- _Work to complete_
Render the items below as a Markdown table with two columns, Row and Text. Number each line in order and leave out blank lines.

━━━━━━━━━━━━━━━━

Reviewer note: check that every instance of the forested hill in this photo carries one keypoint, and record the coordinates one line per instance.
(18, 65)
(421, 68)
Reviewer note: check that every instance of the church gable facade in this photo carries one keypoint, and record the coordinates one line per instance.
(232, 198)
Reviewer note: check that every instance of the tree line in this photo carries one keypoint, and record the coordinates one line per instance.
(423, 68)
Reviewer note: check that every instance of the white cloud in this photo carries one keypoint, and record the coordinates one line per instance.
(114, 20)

━━━━━━━━━━━━━━━━

- _Response to the exercise_
| Row | Text |
|---|---|
| 1 | Reviewer note: check that every instance of the forested hill in this photo carries one keypoint, and record the coordinates one line per instance. |
| 2 | (18, 65) |
| 3 | (421, 68) |
| 4 | Reviewer note: check that every instance of the church gable facade in this photo carries one keypoint, and record the coordinates one line per instance. |
| 5 | (232, 198) |
| 6 | Reviewer note: check that every instance of the tree line in this photo carries one keypoint, and record the coordinates one line per instance. |
| 7 | (423, 68) |
| 8 | Reviewer note: check that every instance of the white cloud in this photo carries one keypoint, and record the coordinates one line per instance. |
| 9 | (114, 20) |